What is expected — Restate, word for word, all of the material shown below.

(Extracted records)
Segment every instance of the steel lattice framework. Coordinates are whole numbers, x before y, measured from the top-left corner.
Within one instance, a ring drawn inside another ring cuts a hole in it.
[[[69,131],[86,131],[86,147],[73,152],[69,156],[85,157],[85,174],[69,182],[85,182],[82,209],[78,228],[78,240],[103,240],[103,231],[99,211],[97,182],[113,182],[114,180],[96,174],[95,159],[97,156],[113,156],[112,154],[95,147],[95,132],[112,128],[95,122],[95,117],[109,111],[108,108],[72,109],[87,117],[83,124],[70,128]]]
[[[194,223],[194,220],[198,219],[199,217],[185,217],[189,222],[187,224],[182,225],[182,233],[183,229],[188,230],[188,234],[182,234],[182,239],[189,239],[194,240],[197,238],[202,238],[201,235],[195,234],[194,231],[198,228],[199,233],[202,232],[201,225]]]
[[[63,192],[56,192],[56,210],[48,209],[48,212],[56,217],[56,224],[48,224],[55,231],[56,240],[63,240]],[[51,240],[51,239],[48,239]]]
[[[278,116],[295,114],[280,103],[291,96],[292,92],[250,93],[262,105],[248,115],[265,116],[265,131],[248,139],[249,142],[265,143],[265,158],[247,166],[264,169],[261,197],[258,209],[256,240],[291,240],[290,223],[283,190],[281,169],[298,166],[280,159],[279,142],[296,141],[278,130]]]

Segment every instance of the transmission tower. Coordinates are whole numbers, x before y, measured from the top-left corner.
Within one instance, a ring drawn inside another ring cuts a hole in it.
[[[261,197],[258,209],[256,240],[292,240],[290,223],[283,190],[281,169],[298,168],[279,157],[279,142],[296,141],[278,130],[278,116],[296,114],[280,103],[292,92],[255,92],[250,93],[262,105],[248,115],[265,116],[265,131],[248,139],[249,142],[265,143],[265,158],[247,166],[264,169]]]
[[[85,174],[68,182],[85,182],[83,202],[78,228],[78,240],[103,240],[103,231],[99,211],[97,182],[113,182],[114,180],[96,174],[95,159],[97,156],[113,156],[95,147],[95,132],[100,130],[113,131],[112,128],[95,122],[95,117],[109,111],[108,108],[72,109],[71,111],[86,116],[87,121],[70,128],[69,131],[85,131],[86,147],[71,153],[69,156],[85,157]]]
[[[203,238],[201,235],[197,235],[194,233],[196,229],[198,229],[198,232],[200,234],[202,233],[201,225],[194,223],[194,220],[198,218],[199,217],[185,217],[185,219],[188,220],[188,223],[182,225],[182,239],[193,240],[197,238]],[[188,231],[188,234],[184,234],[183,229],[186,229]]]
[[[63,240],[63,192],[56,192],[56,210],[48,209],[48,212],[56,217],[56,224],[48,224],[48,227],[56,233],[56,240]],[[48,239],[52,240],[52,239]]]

Task response —
Segment every instance of the steel lattice framework. Coordinates are whole numbers, x before y, measured from the top-left corner.
Within one instance, a ring drawn inside another ring cuts a hole in it.
[[[69,131],[86,131],[86,147],[73,152],[69,156],[85,157],[85,174],[69,182],[85,182],[82,209],[78,228],[78,240],[103,240],[103,231],[99,211],[97,182],[113,182],[114,180],[96,174],[95,159],[97,156],[113,156],[112,154],[95,147],[95,132],[112,128],[95,122],[95,117],[109,111],[108,108],[72,109],[87,117],[83,124],[70,128]]]
[[[194,223],[194,220],[198,219],[199,217],[185,217],[189,222],[187,224],[182,225],[182,233],[183,229],[188,230],[188,234],[182,234],[182,239],[189,239],[194,240],[197,238],[202,238],[201,235],[195,234],[194,231],[198,228],[199,233],[202,232],[201,225]]]
[[[63,192],[56,192],[56,210],[48,209],[48,212],[56,217],[56,224],[48,224],[55,231],[56,240],[63,240]],[[51,240],[51,239],[48,239]]]
[[[278,116],[295,114],[280,103],[291,96],[292,92],[250,93],[262,105],[248,115],[265,116],[265,131],[248,139],[249,142],[265,143],[265,158],[247,166],[264,169],[261,197],[258,209],[256,240],[291,240],[290,223],[283,190],[281,169],[298,166],[280,159],[279,142],[296,141],[278,130]]]

Segment every instance of the transmission tower. Coordinates are whole numbers, x before y, measured from the top-left corner.
Within one instance, a ring drawn inside another ring cuts a hole in it.
[[[261,197],[258,209],[256,240],[292,240],[290,223],[283,190],[281,169],[298,168],[279,157],[279,142],[296,141],[278,130],[278,116],[296,114],[280,103],[292,92],[255,92],[250,93],[262,105],[248,115],[265,116],[265,131],[248,139],[249,142],[265,143],[265,158],[247,166],[264,169]]]
[[[85,174],[68,182],[85,182],[83,202],[78,228],[78,240],[103,240],[103,231],[99,211],[97,182],[113,182],[114,180],[96,174],[95,159],[97,156],[113,156],[95,147],[95,132],[100,130],[113,131],[112,128],[95,122],[95,117],[109,111],[108,108],[72,109],[71,111],[86,116],[87,121],[70,128],[69,131],[85,131],[86,147],[71,153],[69,156],[85,157]]]
[[[203,238],[201,235],[197,235],[194,233],[196,229],[198,229],[198,232],[200,234],[202,233],[201,225],[194,223],[194,220],[198,218],[199,217],[185,217],[185,219],[188,220],[188,223],[182,225],[182,239],[193,240],[197,238]],[[188,231],[188,234],[184,234],[183,229],[186,229]]]
[[[63,240],[63,192],[56,192],[56,210],[48,209],[48,212],[56,217],[56,224],[48,224],[48,227],[56,233],[56,240]],[[48,239],[52,240],[52,239]]]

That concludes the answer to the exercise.